EXERCISE
Format the material below as a Markdown table with two columns, Row and Line, giving each line its own numbered row and skipping blank lines. Leave the pictures out of the table.
* Start DATA SECTION *
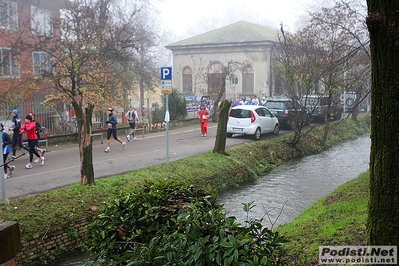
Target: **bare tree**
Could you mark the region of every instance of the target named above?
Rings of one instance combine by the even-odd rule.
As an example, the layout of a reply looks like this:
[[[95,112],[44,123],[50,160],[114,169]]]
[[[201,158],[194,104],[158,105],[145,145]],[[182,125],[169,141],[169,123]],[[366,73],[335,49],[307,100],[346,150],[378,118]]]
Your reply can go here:
[[[372,68],[369,245],[399,245],[398,4],[367,0]]]
[[[115,3],[83,0],[70,3],[58,22],[61,38],[42,36],[35,49],[51,55],[53,71],[47,80],[55,90],[48,101],[72,103],[78,122],[81,184],[94,184],[91,119],[94,110],[123,105],[123,87],[137,60],[138,35],[134,18],[145,7],[137,3],[128,19],[113,16]]]
[[[355,74],[367,73],[361,71],[367,69],[367,62],[359,61],[358,54],[367,54],[368,38],[363,33],[361,12],[345,2],[336,1],[331,8],[310,13],[310,18],[309,24],[295,34],[282,31],[283,37],[276,51],[290,98],[309,93],[328,97],[325,142],[330,114],[337,109],[335,106],[340,103],[341,93],[355,87],[349,81],[361,79],[361,76],[356,79]],[[359,92],[358,101],[361,95]],[[300,131],[301,128],[296,131],[299,134],[295,134],[294,144],[300,138]]]

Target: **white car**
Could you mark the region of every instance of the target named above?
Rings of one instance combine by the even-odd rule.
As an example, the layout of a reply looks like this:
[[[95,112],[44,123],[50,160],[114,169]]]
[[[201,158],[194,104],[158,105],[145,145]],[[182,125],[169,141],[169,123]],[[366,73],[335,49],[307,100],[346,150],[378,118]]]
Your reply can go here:
[[[280,132],[277,117],[264,106],[238,105],[231,108],[227,122],[227,137],[233,134],[251,135],[259,140],[261,134]]]

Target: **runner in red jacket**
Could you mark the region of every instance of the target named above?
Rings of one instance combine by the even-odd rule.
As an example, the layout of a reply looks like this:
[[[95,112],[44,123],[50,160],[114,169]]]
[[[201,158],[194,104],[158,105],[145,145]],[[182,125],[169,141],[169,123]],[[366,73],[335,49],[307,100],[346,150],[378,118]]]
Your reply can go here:
[[[26,136],[28,138],[28,146],[29,146],[29,163],[25,165],[25,167],[27,169],[32,169],[33,154],[39,157],[41,165],[44,165],[44,157],[40,157],[39,153],[37,153],[36,123],[33,122],[33,118],[31,115],[27,115],[25,117],[25,124],[21,126],[21,131],[19,134],[23,133],[26,133]]]
[[[201,137],[206,137],[208,133],[208,116],[209,112],[205,105],[201,105],[200,110],[198,112],[198,118],[200,119],[201,125]]]

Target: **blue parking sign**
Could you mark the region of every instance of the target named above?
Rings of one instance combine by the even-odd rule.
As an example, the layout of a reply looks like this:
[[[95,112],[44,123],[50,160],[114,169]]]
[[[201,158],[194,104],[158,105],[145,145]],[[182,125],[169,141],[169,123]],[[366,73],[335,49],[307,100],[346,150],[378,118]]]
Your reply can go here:
[[[172,67],[161,67],[161,80],[172,80]]]

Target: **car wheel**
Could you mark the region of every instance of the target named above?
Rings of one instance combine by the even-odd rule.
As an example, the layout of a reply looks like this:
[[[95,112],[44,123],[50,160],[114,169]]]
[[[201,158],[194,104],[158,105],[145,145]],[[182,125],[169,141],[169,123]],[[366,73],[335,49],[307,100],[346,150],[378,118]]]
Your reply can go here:
[[[334,115],[334,120],[339,120],[339,119],[341,119],[341,117],[342,117],[342,113],[341,113],[341,112],[338,112],[338,113],[336,113],[336,114]]]
[[[355,103],[355,100],[352,98],[346,99],[346,105],[347,106],[352,106]]]
[[[273,134],[278,135],[280,133],[280,126],[277,124],[274,126]]]
[[[258,127],[256,129],[256,131],[255,131],[254,136],[253,136],[254,140],[259,140],[260,139],[260,135],[261,135],[261,132],[260,132],[260,128]]]

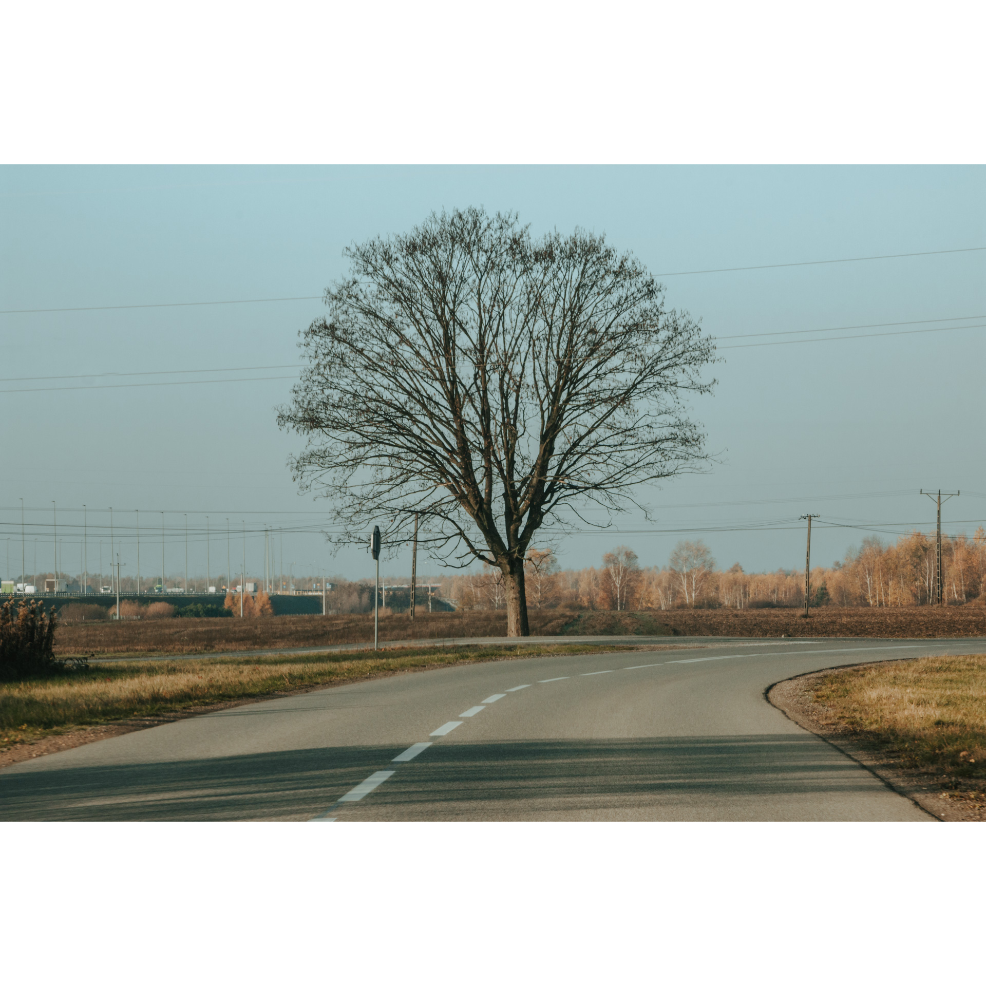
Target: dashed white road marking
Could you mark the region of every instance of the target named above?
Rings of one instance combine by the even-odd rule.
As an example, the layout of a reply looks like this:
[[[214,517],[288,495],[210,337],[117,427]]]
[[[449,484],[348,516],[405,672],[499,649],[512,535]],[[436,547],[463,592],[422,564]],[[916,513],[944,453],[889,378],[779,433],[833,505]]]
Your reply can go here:
[[[461,722],[456,720],[451,723],[446,723],[445,726],[440,726],[434,733],[429,733],[430,737],[447,737],[454,729],[461,726]]]
[[[392,777],[394,770],[378,770],[376,774],[371,774],[362,784],[357,784],[352,791],[344,794],[339,801],[360,801],[366,798],[371,791],[379,788],[388,777]]]
[[[406,763],[408,760],[413,760],[418,753],[426,750],[429,746],[431,746],[430,742],[416,742],[412,746],[408,746],[403,753],[398,753],[390,762]]]

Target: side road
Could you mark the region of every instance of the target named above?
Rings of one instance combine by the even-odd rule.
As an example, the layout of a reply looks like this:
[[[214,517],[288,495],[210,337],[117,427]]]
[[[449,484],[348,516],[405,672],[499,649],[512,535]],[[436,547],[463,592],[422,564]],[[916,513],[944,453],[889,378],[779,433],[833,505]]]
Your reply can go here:
[[[986,642],[704,643],[460,664],[195,716],[0,771],[0,817],[934,820],[764,695]]]
[[[733,644],[738,647],[753,647],[766,644],[820,644],[820,643],[860,643],[879,644],[880,642],[889,643],[897,638],[892,637],[799,637],[797,639],[771,639],[769,641],[750,639],[749,637],[667,637],[667,636],[564,636],[564,637],[443,637],[436,640],[388,640],[382,643],[381,653],[391,649],[403,648],[423,648],[423,647],[517,647],[528,644],[539,646],[563,647],[568,644],[598,644],[611,650],[614,646],[624,645],[627,647],[717,647],[721,644]],[[903,641],[901,641],[903,642]],[[917,643],[927,644],[927,640],[918,640]],[[347,651],[366,651],[367,645],[362,644],[326,644],[324,647],[294,647],[294,648],[269,648],[255,651],[223,651],[221,653],[207,654],[132,654],[115,656],[112,658],[91,658],[91,664],[113,664],[121,661],[209,661],[212,658],[262,658],[277,654],[284,655],[306,655],[306,654],[337,654]]]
* End DATA SECTION *
REPLY TO THE TASK
| Row | Line |
|---|---|
| 1 | Target: **bare tree** |
| 2 | Could you mark the region of every instance of the target named above? |
| 3 | Rings of one instance combine by the even-odd rule. |
| 4 | As an example, the layout of a reply looks like this: |
| 5 | [[[95,112],[44,123],[50,160],[114,169]]] |
| 6 | [[[201,158],[194,104],[158,105],[145,145]],[[182,125],[169,141],[169,123]],[[366,73],[335,49],[307,100],[346,150],[378,118]]] |
| 7 | Your reply can go here: |
| 8 | [[[372,68],[369,245],[399,245],[398,4],[367,0]]] |
| 9 | [[[115,3],[83,0],[70,3],[58,22],[61,38],[42,36],[35,49],[51,55],[53,71],[47,80],[55,90],[48,101],[72,103],[78,122],[81,184],[94,184],[91,119],[94,110],[123,105],[123,87],[137,60],[138,35],[134,18],[145,7],[137,3],[128,19],[113,16]]] |
| 10 | [[[355,74],[367,73],[361,71],[367,69],[367,62],[359,61],[358,54],[367,54],[368,38],[363,33],[361,12],[345,2],[336,1],[331,8],[310,13],[310,18],[309,24],[295,34],[282,31],[283,37],[276,51],[290,98],[309,93],[328,97],[325,142],[330,114],[337,109],[335,106],[340,103],[341,93],[355,87],[349,81],[361,79],[361,76],[356,79]],[[359,92],[358,101],[361,95]],[[300,131],[301,128],[296,131],[299,134],[295,134],[294,144],[300,138]]] |
| 11 | Target: **white car** |
| 12 | Could you mark the region of every instance of the target named above? |
| 13 | Rings of one instance combine by the even-odd rule. |
| 14 | As an example, the layout of a reply looks like this: |
| 15 | [[[95,112],[44,123],[50,160],[114,169]]] |
| 16 | [[[201,158],[194,104],[158,105],[145,145]],[[182,125],[169,141],[169,123]],[[366,73],[335,49],[307,100],[346,150],[378,118]]] |
| 17 | Your reply can go here: |
| 18 | [[[280,132],[277,117],[264,106],[238,105],[231,108],[227,122],[227,137],[233,134],[251,135],[259,140],[261,134]]] |
| 19 | Target: **runner in red jacket** |
| 20 | Could you mark the region of every instance of the target named above? |
| 21 | Rings of one instance combine by the even-odd rule. |
| 22 | As an example, the layout of a reply looks like this: |
| 23 | [[[95,112],[44,123],[50,160],[114,169]]] |
| 24 | [[[201,158],[194,104],[158,105],[145,145]],[[182,125],[169,141],[169,123]],[[366,73],[335,49],[307,100],[346,150],[378,118]]] |
| 25 | Your reply can go here: |
| 26 | [[[26,136],[28,138],[28,146],[29,146],[29,163],[25,165],[25,167],[27,169],[32,169],[33,154],[39,157],[41,165],[44,165],[44,157],[40,157],[39,153],[37,153],[36,123],[33,122],[33,118],[31,115],[27,115],[25,117],[25,124],[21,126],[21,131],[19,134],[23,133],[26,133]]] |
| 27 | [[[201,137],[206,137],[208,133],[208,116],[209,112],[205,105],[201,105],[200,110],[198,112],[198,118],[200,119],[201,125]]] |
| 28 | Target: **blue parking sign** |
| 29 | Could you mark the region of every instance of the target named above? |
| 30 | Rings of one instance combine by the even-odd rule. |
| 31 | As an example, the layout of a reply looks like this: |
| 32 | [[[95,112],[44,123],[50,160],[114,169]]] |
| 33 | [[[201,158],[194,104],[158,105],[145,145]],[[182,125],[169,141],[169,123]],[[366,73],[335,49],[307,100],[346,150],[378,118]]] |
| 34 | Your reply can go here: |
| 35 | [[[172,67],[161,67],[161,80],[172,80]]] |
| 36 | Target: **car wheel** |
| 37 | Could you mark the region of every instance of the target named above? |
| 38 | Rings of one instance combine by the even-odd rule. |
| 39 | As an example, the layout of a reply looks like this: |
| 40 | [[[95,112],[44,123],[50,160],[114,169]]] |
| 41 | [[[201,158],[194,104],[158,105],[145,145]],[[182,125],[169,141],[169,123]],[[366,73],[335,49],[307,100],[346,150],[378,118]]] |
| 42 | Your reply can go here: |
| 43 | [[[334,115],[334,120],[339,120],[339,119],[341,119],[341,117],[342,117],[342,113],[341,113],[341,112],[338,112],[338,113],[336,113],[336,114]]] |
| 44 | [[[355,103],[355,100],[352,98],[346,99],[346,105],[347,106],[352,106]]] |
| 45 | [[[273,134],[278,135],[280,133],[280,126],[277,124],[274,126]]] |
| 46 | [[[258,127],[256,129],[256,131],[255,131],[254,136],[253,136],[254,140],[259,140],[260,139],[260,135],[261,135],[261,132],[260,132],[260,128]]] |
| 47 | Target: dashed white road marking |
| 48 | Could you mark the region of every instance of the target named above? |
| 49 | Rings of one instance combine by the even-odd rule. |
| 50 | As an example, the layout of a reply looks like this: |
| 51 | [[[214,517],[288,495],[210,337],[117,427]]] |
| 52 | [[[449,484],[348,516],[405,672],[499,649],[512,535]],[[436,547],[463,592],[422,564]],[[916,513],[944,453],[889,378],[779,433],[833,505]]] |
| 53 | Your reply can go here: |
| 54 | [[[461,722],[456,720],[451,723],[446,723],[445,726],[440,726],[434,733],[429,733],[430,737],[447,737],[454,729],[461,726]]] |
| 55 | [[[392,777],[394,770],[378,770],[376,774],[371,774],[362,784],[357,784],[352,791],[344,794],[339,801],[360,801],[366,798],[371,791],[379,788],[388,777]]] |
| 56 | [[[406,763],[408,760],[413,760],[418,753],[426,750],[429,746],[431,746],[430,742],[416,742],[412,746],[408,746],[403,753],[398,753],[390,762]]] |
| 57 | Target: side road |
| 58 | Could you mark the region of every instance of the target named above? |
| 59 | Rings of one instance combine by the even-odd rule. |
| 60 | As an example, the layout of a reply looks like this: |
| 61 | [[[214,517],[288,495],[210,337],[117,427]]] |
| 62 | [[[449,484],[348,516],[405,672],[499,649],[512,535]],[[436,547],[463,592],[422,564]],[[916,513],[944,453],[889,378],[779,433],[833,505]]] |
| 63 | Your reply can go here: |
| 64 | [[[986,642],[704,643],[460,664],[195,716],[0,771],[0,817],[934,820],[764,695]]] |
| 65 | [[[733,644],[738,647],[753,647],[766,644],[820,644],[820,643],[860,643],[879,644],[880,642],[889,643],[897,638],[892,637],[799,637],[797,639],[771,639],[769,641],[750,639],[749,637],[667,637],[667,636],[564,636],[564,637],[443,637],[436,640],[388,640],[382,643],[381,653],[391,649],[403,648],[423,648],[423,647],[517,647],[528,644],[539,646],[563,647],[568,644],[598,644],[611,650],[614,646],[624,645],[627,647],[717,647],[721,644]],[[903,641],[901,641],[903,642]],[[917,643],[927,644],[927,640],[918,640]],[[347,651],[366,651],[367,645],[362,644],[326,644],[324,647],[294,647],[294,648],[269,648],[255,651],[223,651],[221,653],[207,654],[132,654],[115,656],[112,658],[91,658],[91,664],[113,664],[121,661],[209,661],[212,658],[262,658],[277,654],[284,655],[306,655],[306,654],[337,654]]] |